◆ **Task statement**:
Locate every line in the records below that contains the word "doctor", and copy each of those lines.

◆ **Excerpted data**:
————————
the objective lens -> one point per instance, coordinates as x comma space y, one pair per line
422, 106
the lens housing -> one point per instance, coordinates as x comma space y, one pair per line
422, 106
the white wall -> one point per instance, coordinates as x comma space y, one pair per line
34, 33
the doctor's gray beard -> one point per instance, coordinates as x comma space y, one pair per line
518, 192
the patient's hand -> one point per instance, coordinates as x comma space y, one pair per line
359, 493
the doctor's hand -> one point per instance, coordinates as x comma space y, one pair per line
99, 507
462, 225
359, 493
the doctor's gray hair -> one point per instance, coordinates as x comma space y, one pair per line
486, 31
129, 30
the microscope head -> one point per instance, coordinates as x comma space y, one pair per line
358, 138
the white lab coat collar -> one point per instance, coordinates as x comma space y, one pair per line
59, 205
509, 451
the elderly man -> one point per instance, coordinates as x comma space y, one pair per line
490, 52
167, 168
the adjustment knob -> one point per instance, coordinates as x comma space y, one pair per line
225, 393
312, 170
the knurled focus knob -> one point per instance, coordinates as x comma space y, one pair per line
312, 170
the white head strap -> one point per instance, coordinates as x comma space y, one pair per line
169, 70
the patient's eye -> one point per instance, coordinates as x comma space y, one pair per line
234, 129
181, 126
————————
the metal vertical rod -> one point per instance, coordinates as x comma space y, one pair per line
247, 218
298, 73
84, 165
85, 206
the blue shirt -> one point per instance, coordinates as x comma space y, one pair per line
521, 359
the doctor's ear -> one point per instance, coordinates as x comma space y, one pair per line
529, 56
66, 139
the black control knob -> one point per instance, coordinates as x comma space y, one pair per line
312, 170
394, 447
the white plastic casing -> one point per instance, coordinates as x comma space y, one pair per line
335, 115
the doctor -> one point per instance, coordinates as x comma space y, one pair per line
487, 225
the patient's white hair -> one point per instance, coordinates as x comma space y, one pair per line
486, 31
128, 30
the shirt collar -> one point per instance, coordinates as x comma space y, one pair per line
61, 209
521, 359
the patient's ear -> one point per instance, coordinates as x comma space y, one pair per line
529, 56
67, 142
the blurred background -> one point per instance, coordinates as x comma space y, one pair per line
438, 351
————————
◆ **Final result**:
the doctor's gray beard -> one point per instance, coordinates as x comma space y, one pair per line
the doctor's hand -> one point per instance, coordinates as x comma space y, one pair per line
the doctor's gray hair -> one point per instance, coordinates as x comma space y, one pair per line
the doctor's ear -> one point per instance, coordinates as x comma space y, one pair per line
the doctor -> one point per instance, coordinates as x comma space y, one pair per line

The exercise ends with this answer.